Another feature for improving the efficiency of a gas turbine engine by reducing the cooling air required to cool a combustor is shown in FIGS. 4A and 4B. FIGS. 4A and 4B are further enlarged side and top sectional views, respectively, of combustor liner 30 of combustor 16 of FIG. 2. FIG. 4A shows combustor liner 30 separating plenum 29 and combustion chamber 40. Combustor liner 30 includes outer shell 42 and aft OD heat shield 50. Outer shell 42 includes shell cold side 64, shell hot side 66, row of impingement cooling holes 68, and jet wall 70. Aft OD heat shield 50 includes shield cold side 72, shield hot side 74, and row of film cooling holes 76. Together, outer shell 42 and aft OD heat shield 50 define cooling air passageway 78 between shell hot side 66 and shield cold side 72. This embodiment also optionally includes pedestal array 80.

**Exercise task a:** Reproduce the records from their first line through the line containing "hole_rule: even-odd", including both of those lines.
The combustor liner passage and the records that come next are unrelated materials.

**Listed entries:**
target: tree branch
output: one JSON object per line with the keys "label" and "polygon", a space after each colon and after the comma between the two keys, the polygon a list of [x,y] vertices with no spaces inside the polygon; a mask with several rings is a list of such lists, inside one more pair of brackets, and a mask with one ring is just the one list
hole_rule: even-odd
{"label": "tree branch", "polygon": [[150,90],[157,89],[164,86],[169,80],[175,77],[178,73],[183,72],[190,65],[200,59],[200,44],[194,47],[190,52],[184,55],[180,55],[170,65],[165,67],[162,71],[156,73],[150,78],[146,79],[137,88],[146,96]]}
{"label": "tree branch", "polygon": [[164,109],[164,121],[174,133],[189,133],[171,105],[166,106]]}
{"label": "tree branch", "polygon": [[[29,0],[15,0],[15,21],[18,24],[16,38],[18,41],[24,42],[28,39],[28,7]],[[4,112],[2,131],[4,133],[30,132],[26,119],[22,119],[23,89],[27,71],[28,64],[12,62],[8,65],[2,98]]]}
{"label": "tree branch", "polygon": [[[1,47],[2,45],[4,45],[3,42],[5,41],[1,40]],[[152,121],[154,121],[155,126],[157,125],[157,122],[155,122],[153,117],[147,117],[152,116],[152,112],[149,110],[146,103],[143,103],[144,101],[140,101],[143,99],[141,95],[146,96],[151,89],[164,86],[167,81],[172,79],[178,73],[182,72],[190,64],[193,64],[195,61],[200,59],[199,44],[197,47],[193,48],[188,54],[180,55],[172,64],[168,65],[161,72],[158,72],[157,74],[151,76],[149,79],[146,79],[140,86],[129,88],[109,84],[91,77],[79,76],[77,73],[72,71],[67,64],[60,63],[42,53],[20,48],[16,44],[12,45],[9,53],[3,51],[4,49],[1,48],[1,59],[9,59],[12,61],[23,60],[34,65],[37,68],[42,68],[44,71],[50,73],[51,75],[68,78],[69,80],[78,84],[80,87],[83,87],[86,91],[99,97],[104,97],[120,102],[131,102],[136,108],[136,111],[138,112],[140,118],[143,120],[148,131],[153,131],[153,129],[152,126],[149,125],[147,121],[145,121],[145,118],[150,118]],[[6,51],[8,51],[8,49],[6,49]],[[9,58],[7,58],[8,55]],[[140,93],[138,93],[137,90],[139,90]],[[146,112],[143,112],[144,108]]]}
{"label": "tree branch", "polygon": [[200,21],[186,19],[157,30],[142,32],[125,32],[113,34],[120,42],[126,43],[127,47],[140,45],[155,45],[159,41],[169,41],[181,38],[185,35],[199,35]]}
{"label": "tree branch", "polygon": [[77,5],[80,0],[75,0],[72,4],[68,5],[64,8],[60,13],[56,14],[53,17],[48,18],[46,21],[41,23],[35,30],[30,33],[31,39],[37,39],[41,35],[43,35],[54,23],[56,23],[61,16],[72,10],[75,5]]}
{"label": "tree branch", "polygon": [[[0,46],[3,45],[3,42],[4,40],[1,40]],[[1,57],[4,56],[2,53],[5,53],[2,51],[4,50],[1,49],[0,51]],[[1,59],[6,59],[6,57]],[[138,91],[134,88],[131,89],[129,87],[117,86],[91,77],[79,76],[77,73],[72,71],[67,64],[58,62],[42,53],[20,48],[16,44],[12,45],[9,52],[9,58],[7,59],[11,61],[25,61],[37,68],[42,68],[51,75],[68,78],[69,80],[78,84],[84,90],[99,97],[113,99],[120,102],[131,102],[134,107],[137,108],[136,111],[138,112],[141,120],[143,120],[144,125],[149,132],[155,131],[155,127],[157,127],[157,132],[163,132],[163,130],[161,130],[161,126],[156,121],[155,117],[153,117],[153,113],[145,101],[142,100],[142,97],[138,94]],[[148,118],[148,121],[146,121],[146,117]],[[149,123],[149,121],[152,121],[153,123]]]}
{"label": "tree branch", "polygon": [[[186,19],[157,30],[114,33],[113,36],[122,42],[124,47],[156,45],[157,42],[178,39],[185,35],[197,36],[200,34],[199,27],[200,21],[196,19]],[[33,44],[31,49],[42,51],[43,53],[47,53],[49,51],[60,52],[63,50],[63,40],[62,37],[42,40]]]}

**Exercise task b:** According to the combustor liner passage, between which two surfaces is cooling air passageway 78 defined?

**Output a:**
target: tree branch
output: one JSON object per line with the keys "label" and "polygon", a space after each colon and after the comma between the two keys, the polygon a list of [x,y] vertices with no spaces inside the polygon; a mask with several rings is a list of such lists, inside one more pair of brackets, and a mask with one ring is just the one list
hole_rule: even-odd

**Output b:** Between shell hot side 66 and shield cold side 72.